Region pointing data:
-------

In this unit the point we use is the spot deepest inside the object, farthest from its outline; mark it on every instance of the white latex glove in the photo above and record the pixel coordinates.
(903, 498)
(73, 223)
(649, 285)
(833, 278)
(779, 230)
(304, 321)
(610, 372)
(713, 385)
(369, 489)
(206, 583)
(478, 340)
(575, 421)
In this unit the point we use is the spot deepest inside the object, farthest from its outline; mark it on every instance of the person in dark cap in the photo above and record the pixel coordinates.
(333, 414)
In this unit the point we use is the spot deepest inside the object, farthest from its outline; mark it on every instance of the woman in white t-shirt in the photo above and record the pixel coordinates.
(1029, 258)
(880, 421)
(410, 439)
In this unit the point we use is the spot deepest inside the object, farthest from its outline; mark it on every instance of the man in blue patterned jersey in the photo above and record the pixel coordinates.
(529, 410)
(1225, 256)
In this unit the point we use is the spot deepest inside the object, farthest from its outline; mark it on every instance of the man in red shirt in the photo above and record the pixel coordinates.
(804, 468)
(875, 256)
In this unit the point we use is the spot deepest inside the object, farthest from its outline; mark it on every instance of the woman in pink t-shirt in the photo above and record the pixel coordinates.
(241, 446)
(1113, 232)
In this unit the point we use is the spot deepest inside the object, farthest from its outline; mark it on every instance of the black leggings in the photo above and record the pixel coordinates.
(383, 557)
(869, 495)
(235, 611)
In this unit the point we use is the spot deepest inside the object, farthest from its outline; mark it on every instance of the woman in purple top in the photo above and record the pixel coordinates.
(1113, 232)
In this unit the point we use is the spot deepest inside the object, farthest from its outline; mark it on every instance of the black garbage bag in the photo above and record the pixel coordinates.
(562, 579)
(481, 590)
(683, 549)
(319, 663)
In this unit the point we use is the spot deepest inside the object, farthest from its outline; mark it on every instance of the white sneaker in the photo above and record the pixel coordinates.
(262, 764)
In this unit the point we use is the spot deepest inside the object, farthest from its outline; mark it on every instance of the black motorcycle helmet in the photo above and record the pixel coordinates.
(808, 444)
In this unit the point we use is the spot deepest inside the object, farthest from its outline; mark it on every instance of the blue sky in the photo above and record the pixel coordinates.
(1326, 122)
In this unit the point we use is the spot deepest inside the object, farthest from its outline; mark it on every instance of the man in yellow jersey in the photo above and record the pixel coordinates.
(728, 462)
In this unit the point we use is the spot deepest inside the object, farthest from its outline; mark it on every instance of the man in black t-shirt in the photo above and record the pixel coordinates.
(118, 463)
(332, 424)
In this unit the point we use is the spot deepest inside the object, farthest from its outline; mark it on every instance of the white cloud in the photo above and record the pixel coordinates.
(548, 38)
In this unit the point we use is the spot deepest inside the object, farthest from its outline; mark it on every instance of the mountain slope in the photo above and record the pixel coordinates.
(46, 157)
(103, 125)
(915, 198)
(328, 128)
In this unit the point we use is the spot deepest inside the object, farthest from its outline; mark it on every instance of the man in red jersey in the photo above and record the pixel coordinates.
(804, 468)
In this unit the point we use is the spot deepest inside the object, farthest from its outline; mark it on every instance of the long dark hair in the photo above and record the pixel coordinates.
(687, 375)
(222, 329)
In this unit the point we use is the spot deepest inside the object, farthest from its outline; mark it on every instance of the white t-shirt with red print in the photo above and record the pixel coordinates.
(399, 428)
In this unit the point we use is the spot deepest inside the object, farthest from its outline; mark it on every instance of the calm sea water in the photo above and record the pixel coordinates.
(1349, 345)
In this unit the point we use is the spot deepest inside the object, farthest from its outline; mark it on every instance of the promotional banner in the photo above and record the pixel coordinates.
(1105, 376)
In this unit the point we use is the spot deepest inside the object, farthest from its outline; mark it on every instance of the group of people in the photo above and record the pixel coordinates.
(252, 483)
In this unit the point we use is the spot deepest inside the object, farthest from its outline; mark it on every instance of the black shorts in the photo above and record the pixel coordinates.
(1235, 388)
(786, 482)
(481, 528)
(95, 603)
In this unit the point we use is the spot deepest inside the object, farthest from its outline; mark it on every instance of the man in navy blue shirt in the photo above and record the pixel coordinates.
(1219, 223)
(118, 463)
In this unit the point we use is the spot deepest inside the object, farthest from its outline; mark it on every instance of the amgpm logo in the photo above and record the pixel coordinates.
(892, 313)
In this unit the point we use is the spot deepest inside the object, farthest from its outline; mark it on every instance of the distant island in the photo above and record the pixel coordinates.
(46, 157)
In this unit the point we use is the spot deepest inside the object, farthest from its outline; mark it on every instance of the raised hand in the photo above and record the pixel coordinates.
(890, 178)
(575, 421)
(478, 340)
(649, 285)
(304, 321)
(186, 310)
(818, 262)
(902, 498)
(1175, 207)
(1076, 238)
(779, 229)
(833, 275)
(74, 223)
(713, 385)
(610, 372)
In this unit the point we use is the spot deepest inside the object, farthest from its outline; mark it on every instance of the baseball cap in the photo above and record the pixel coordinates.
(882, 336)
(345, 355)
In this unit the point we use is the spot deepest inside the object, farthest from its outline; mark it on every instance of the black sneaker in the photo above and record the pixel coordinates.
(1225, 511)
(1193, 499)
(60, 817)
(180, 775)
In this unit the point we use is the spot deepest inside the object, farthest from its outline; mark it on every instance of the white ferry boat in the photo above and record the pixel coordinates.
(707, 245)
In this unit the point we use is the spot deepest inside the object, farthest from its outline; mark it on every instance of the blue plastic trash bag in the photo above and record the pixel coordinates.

-------

Problem statement:
Transcribe, word for word, every line from the one containing "man in navy" through the final line of the entries, and nothing else.

Result of the task:
In this unit the point we use is the spot deepest inside the object, farthest from its outline; mark it on every instance of the man in navy blue shirt in the photo above and record the pixel coordinates.
(1219, 223)
(118, 463)
In this unit the point we use is the spot deepest inside the object, farthest from its outline; mark it on every instance of the amgpm logo in the photo above and record the pixel coordinates.
(892, 313)
In this unit the point we use is the spot deepest inside the object, farthest from its outline; mark it on every instance of the distant island in the photo above and record the pixel coordinates.
(46, 157)
In this unit the point we use is the spot deepest inside the object, farthest from its outline; mark it on every instance of the raised hand in the photo above and record the pixel coordinates.
(890, 178)
(575, 421)
(478, 340)
(649, 285)
(304, 321)
(186, 310)
(818, 262)
(902, 498)
(1175, 207)
(1076, 238)
(779, 229)
(833, 275)
(74, 223)
(713, 385)
(610, 372)
In this unit the point we use is the spot deepest inside the object, farthest from its outline; mark it on every instance of the baseball cap in the photo above and record the pixel coordinates.
(882, 336)
(345, 355)
In this unit the point we use is the spot deepest inside the object, farthest from its outline; mark it on every instance of the black sneaker in the photo above and record the pixel coordinates.
(1225, 511)
(1193, 499)
(60, 817)
(180, 775)
In this unit the point we use is the spot deepest inside the object, farthest from its outline; mark it on every instance of the white ferry boat in the photo above and record the pixel coordinates.
(707, 245)
In this unit the point we use is the spot deepest inside the object, farthest from its outline; mark it on every instance of the blue plastic trash bag in the photo above and record the pixel coordinates.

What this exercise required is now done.